- [WHAT YOU ARE ASKED TO DO]
Report how many lines in the data below contain the string "sleeve", with case counting, and give only that number.

- [PROVIDED DATA]
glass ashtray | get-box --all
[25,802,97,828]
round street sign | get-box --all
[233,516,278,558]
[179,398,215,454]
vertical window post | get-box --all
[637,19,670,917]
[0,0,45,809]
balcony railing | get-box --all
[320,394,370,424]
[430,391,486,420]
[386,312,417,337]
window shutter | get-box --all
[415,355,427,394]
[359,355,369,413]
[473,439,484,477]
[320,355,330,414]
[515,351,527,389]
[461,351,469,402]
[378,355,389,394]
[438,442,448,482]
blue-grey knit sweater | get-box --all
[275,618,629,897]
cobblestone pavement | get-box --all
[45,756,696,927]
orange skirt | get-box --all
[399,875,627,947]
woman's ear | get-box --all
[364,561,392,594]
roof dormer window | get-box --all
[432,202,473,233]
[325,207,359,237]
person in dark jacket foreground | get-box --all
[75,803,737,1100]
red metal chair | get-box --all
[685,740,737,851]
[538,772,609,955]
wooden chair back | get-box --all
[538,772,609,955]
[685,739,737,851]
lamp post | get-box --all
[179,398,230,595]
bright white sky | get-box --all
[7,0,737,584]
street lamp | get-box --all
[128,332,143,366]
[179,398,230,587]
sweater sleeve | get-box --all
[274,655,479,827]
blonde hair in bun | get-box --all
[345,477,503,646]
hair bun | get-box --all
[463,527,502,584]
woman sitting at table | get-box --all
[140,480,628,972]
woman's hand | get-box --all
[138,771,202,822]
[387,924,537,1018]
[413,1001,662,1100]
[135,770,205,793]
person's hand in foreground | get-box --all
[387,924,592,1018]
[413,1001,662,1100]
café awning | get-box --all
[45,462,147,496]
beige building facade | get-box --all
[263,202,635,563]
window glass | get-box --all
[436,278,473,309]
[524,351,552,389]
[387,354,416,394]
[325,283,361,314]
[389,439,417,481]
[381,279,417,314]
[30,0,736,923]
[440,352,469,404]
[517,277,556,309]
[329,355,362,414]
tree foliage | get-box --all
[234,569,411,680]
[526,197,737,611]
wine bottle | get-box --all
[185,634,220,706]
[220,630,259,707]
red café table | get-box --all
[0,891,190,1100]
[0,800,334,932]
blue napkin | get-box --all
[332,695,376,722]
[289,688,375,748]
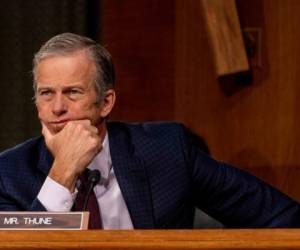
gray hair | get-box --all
[33,33,115,103]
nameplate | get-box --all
[0,212,89,230]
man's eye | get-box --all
[40,90,51,96]
[70,89,80,94]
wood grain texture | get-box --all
[175,0,300,200]
[101,0,300,201]
[0,229,300,250]
[101,0,175,121]
[201,0,249,76]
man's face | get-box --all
[36,51,101,134]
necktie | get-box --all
[75,169,102,229]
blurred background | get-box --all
[0,0,300,221]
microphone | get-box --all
[82,169,101,211]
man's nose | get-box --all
[52,94,68,116]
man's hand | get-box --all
[42,120,102,192]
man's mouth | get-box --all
[49,119,70,125]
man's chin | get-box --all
[49,124,66,135]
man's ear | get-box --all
[100,89,116,118]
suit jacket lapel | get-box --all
[108,126,154,228]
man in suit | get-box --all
[0,33,300,229]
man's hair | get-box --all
[33,33,115,103]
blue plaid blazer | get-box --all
[0,122,300,229]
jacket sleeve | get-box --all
[182,128,300,228]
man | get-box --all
[0,33,300,229]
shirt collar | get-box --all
[88,132,112,179]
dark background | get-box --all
[0,0,300,205]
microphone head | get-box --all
[88,169,101,186]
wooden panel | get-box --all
[101,0,175,121]
[201,0,249,76]
[175,0,300,201]
[0,229,300,250]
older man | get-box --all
[0,33,300,229]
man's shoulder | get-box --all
[108,122,184,149]
[108,121,184,134]
[0,137,42,162]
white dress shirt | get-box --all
[38,133,133,229]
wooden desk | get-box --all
[0,229,300,250]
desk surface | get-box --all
[0,229,300,250]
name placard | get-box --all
[0,212,89,230]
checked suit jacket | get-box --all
[0,122,300,229]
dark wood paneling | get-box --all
[101,0,175,121]
[102,0,300,200]
[175,0,300,200]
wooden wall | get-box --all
[101,0,300,201]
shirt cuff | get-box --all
[37,176,78,212]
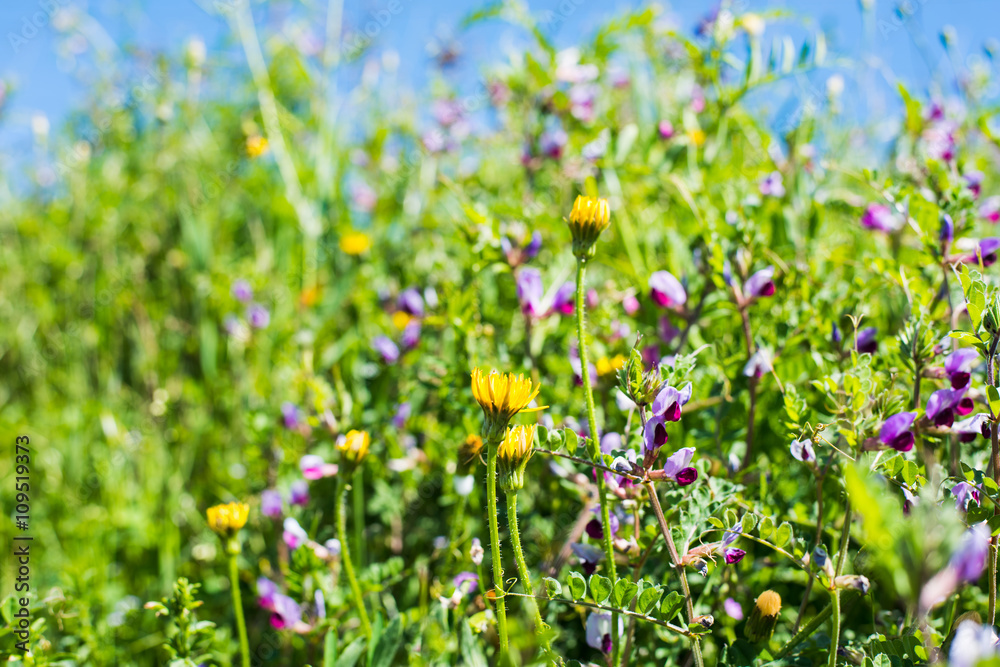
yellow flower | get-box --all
[392,310,413,330]
[497,426,535,493]
[567,195,611,259]
[247,134,267,158]
[340,232,372,255]
[743,591,781,643]
[594,354,625,377]
[205,503,250,537]
[337,430,371,467]
[472,368,543,443]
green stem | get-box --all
[507,491,552,659]
[486,442,509,664]
[576,258,621,665]
[337,477,372,639]
[229,552,250,667]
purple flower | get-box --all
[281,516,309,551]
[649,271,687,308]
[743,266,774,301]
[962,238,1000,267]
[979,195,1000,222]
[788,440,816,463]
[663,447,698,486]
[397,287,424,317]
[944,347,979,389]
[650,382,691,422]
[948,522,990,583]
[247,303,271,329]
[399,319,423,350]
[231,278,253,303]
[257,577,278,611]
[587,611,625,653]
[372,336,399,364]
[288,479,309,506]
[392,401,413,430]
[517,268,545,317]
[569,542,604,576]
[879,412,917,452]
[861,204,903,234]
[552,283,576,315]
[260,489,282,519]
[758,171,785,197]
[858,327,878,354]
[951,412,990,442]
[951,481,979,512]
[281,401,303,431]
[271,593,302,630]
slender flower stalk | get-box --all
[645,482,705,667]
[486,442,509,663]
[206,503,250,667]
[337,477,372,638]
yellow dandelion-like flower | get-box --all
[247,134,267,158]
[340,232,372,256]
[567,195,611,259]
[337,430,371,467]
[497,426,535,493]
[472,368,547,443]
[205,503,250,537]
[392,310,413,330]
[743,591,781,643]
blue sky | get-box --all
[0,0,1000,152]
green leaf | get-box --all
[758,516,774,540]
[369,616,403,667]
[566,572,587,600]
[611,579,639,609]
[660,591,684,622]
[635,588,660,614]
[774,521,792,547]
[333,637,365,667]
[590,574,611,604]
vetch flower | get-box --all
[567,195,611,260]
[587,611,625,653]
[743,591,781,643]
[649,271,687,308]
[288,479,309,506]
[472,368,543,443]
[281,516,309,551]
[879,412,917,452]
[743,266,774,303]
[205,503,250,537]
[951,481,979,512]
[260,489,283,519]
[497,426,535,493]
[663,447,698,486]
[788,440,816,463]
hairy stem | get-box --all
[229,553,250,667]
[576,259,620,664]
[337,477,372,639]
[507,491,553,659]
[644,482,705,667]
[484,442,508,663]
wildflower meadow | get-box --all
[0,0,1000,667]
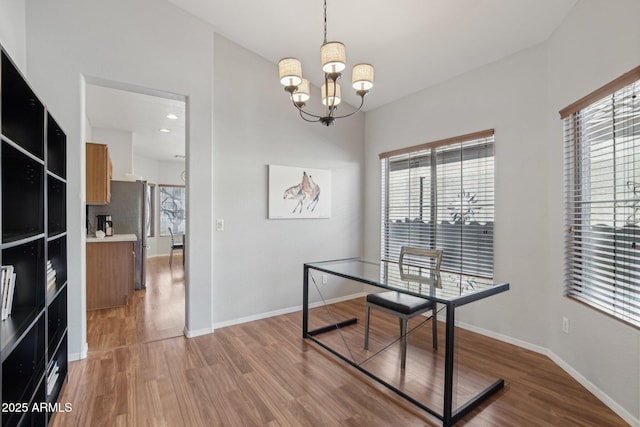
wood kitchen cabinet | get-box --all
[86,142,111,205]
[87,237,135,310]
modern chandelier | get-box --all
[278,0,373,126]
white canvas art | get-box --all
[269,165,331,219]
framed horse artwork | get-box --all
[269,165,331,219]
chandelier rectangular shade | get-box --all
[322,81,342,107]
[320,42,347,73]
[278,58,302,86]
[351,64,373,91]
[291,79,311,104]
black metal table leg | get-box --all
[442,304,455,426]
[302,264,309,338]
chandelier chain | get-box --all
[324,0,327,44]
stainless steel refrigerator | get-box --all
[87,181,148,289]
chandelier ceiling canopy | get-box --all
[278,0,374,126]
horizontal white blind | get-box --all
[381,132,494,277]
[564,75,640,326]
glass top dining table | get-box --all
[302,258,509,426]
[305,258,509,306]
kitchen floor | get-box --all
[87,253,185,352]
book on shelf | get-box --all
[47,360,60,396]
[47,260,56,292]
[0,265,16,320]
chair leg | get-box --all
[431,302,438,350]
[364,304,371,350]
[399,318,409,369]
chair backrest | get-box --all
[399,246,442,285]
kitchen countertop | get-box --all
[87,234,138,243]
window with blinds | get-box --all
[560,67,640,327]
[380,130,494,278]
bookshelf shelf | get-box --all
[0,46,68,427]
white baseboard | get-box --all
[456,322,549,356]
[456,322,640,427]
[67,343,89,362]
[547,351,640,427]
[182,326,214,338]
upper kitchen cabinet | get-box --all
[86,142,111,205]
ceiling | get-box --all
[82,0,577,160]
[169,0,577,110]
[86,84,186,162]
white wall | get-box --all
[0,0,27,71]
[90,127,133,181]
[542,0,640,425]
[212,35,364,326]
[26,0,213,358]
[22,0,364,350]
[364,0,640,425]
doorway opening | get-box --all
[85,77,188,351]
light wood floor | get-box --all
[87,253,185,352]
[53,263,626,427]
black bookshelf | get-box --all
[0,46,68,427]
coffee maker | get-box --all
[96,215,113,236]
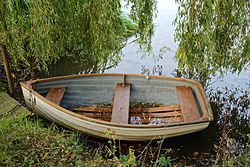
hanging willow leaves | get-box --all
[0,0,155,73]
[174,0,250,79]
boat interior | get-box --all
[44,79,202,125]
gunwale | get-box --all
[20,74,213,128]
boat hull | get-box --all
[22,84,209,141]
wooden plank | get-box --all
[111,83,131,124]
[46,87,66,105]
[176,86,201,121]
[74,104,181,113]
[75,112,184,124]
[78,111,182,118]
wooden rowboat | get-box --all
[21,74,213,141]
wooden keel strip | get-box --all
[74,104,181,113]
[176,86,201,121]
[111,83,131,124]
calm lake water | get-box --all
[40,0,250,162]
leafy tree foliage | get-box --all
[0,0,156,73]
[174,0,250,76]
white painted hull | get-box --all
[22,86,209,141]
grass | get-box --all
[0,115,170,167]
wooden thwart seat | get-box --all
[176,86,200,121]
[74,104,183,124]
[111,83,131,124]
[46,87,66,105]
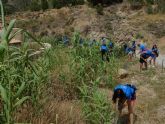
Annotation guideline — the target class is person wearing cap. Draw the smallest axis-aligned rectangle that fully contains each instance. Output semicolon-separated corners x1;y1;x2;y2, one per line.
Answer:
139;50;156;71
131;40;136;57
100;44;109;61
150;44;159;67
112;84;137;124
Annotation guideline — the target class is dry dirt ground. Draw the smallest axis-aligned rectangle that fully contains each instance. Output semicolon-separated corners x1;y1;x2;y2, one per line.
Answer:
113;57;165;124
7;5;165;124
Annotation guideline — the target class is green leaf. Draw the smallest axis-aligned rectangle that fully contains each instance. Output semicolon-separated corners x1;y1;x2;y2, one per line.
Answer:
9;29;23;42
0;84;8;104
5;19;16;43
15;82;25;99
0;0;5;28
13;96;30;108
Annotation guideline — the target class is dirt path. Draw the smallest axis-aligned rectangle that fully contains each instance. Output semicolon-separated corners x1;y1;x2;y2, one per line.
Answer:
116;55;165;124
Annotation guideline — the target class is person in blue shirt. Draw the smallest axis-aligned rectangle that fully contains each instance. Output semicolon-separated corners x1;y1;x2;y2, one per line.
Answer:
138;43;147;53
139;50;156;71
100;44;109;61
112;84;137;124
150;44;159;67
79;38;84;46
63;36;69;45
109;41;114;54
132;41;136;56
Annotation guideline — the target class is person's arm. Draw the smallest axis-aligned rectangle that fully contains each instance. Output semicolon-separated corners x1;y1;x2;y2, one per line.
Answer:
140;56;147;62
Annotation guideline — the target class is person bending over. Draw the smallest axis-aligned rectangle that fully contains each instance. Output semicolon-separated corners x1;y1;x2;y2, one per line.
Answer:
112;84;137;124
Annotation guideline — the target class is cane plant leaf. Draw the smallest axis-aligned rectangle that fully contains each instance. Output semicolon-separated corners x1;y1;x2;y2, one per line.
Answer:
0;84;8;104
13;96;30;108
15;82;26;99
5;19;16;43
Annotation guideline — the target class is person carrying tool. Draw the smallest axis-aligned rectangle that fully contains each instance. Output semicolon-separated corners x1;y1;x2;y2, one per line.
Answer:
112;84;137;124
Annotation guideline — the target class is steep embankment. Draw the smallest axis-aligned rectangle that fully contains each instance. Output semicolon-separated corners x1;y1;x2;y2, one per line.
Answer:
4;4;165;124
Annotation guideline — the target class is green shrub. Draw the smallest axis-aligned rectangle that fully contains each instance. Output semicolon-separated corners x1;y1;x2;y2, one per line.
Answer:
41;0;48;10
96;4;104;15
30;0;41;11
80;85;114;124
146;5;154;14
129;0;144;10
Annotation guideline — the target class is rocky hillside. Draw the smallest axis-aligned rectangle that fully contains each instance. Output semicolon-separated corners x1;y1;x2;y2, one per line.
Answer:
5;4;165;41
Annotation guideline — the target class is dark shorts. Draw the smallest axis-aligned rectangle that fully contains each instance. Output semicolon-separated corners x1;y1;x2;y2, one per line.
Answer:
101;50;107;54
118;93;136;111
139;54;149;64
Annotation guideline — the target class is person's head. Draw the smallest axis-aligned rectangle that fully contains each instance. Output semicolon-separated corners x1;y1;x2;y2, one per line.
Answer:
152;51;158;58
112;89;125;103
153;44;157;48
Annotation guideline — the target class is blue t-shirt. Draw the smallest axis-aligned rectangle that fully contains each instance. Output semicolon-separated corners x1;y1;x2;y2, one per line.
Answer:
146;50;156;58
101;45;108;51
140;44;146;51
114;84;136;100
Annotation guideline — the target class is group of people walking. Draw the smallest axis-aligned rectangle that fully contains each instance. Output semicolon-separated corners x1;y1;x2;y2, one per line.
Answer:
100;38;159;124
64;37;159;124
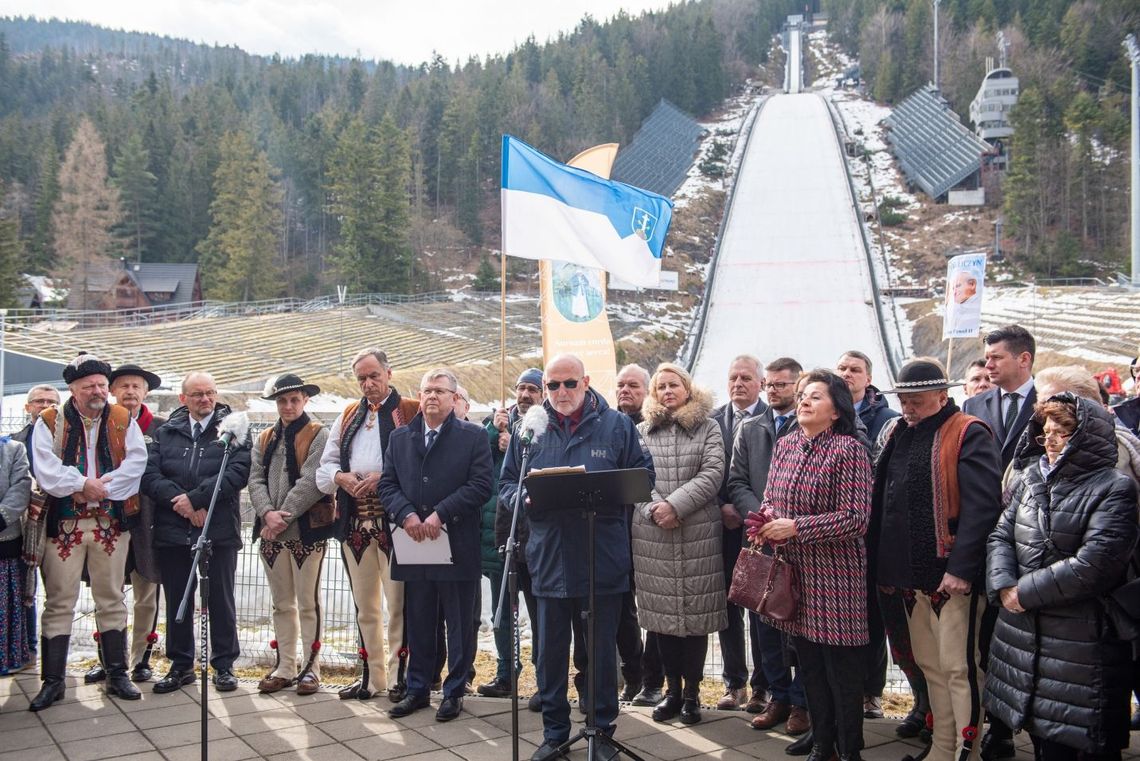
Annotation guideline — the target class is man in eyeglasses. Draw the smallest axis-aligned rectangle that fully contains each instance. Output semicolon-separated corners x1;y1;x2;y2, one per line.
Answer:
143;373;250;694
499;354;653;761
479;367;546;711
727;357;812;738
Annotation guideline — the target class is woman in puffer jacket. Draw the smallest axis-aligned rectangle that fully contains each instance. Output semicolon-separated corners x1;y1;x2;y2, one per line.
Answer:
633;363;728;723
984;393;1138;761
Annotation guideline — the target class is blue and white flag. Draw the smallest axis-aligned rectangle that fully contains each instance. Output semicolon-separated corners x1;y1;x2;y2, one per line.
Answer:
502;134;673;286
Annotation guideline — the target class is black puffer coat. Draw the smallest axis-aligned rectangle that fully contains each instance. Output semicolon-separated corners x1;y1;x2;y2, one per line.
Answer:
984;394;1137;753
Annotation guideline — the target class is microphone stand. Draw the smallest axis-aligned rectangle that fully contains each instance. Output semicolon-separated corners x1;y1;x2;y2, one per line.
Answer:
492;442;534;761
174;434;234;761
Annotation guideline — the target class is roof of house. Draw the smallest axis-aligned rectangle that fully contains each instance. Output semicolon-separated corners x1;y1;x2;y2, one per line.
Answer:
125;262;198;304
610;98;705;198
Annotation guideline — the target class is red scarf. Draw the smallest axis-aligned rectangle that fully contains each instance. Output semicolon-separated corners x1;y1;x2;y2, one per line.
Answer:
135;404;154;433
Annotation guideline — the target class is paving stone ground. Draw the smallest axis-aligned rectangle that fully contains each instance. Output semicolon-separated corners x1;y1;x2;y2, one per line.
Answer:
0;672;1112;761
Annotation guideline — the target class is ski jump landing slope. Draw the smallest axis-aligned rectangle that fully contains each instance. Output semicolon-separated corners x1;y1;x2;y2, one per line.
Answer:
693;93;891;403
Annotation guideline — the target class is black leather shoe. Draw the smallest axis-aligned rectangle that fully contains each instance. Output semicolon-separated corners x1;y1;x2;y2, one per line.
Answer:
653;695;685;721
982;731;1017;761
388;695;431;719
633;687;665;707
681;698;701;725
478;677;511;697
104;670;143;701
27;679;67;711
784;729;815;755
805;745;836;761
530;742;562;761
435;697;463;721
154;669;194;695
214;669;237;693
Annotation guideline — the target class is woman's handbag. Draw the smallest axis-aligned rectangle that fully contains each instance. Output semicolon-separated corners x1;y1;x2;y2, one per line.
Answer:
728;545;799;621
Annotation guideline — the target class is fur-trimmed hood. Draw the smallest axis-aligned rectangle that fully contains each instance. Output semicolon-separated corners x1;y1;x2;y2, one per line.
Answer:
642;385;713;433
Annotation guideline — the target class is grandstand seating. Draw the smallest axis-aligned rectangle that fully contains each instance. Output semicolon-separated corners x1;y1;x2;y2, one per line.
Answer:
885;84;993;201
982;288;1140;365
0;300;551;387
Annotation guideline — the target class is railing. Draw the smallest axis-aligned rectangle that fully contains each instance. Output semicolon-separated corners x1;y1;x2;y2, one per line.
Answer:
677;96;768;373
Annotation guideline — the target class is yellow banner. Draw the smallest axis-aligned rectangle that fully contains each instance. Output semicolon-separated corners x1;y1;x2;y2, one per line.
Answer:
538;142;618;406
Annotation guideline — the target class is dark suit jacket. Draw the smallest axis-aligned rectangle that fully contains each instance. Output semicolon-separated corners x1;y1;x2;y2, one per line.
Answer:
962;387;1037;473
709;399;768;515
728;407;797;517
377;414;491;581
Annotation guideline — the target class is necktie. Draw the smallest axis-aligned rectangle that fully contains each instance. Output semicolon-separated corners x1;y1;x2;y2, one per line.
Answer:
1004;391;1021;439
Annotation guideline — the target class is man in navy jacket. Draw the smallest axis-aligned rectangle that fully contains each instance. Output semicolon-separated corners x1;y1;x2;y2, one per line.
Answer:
378;369;491;721
499;354;653;761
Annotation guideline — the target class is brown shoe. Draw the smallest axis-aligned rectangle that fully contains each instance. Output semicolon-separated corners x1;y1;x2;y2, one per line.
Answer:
784;705;812;736
716;687;748;711
744;689;768;713
752;701;791;729
258;677;293;695
296;672;320;695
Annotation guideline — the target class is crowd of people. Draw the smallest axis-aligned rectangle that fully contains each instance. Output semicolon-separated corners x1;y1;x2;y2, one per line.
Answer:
0;326;1140;761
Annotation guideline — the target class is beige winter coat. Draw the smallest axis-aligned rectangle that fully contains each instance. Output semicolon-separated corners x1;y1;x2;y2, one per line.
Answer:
633;387;728;637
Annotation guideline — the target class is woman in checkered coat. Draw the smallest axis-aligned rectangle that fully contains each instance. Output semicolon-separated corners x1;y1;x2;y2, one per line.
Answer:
747;370;871;761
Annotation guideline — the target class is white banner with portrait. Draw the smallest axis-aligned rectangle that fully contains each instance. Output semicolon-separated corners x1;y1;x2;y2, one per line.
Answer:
942;254;986;339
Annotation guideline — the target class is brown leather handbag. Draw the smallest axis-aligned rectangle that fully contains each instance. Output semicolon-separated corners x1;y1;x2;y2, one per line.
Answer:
728;545;799;621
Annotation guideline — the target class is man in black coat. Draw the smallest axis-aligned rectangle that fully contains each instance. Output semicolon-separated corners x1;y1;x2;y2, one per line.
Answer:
711;354;768;713
866;360;1001;759
962;325;1037;472
143;373;250;694
962;325;1037;761
378;369;491;721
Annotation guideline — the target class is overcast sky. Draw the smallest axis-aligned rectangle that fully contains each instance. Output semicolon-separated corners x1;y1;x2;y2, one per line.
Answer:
0;0;670;64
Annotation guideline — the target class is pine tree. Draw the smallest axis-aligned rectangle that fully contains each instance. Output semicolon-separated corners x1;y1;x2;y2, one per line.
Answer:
51;116;122;309
197;132;283;301
327;116;414;293
114;132;157;262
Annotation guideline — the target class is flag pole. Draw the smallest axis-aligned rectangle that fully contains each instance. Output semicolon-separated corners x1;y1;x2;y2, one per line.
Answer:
499;248;506;408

- [FINAL RESULT]
2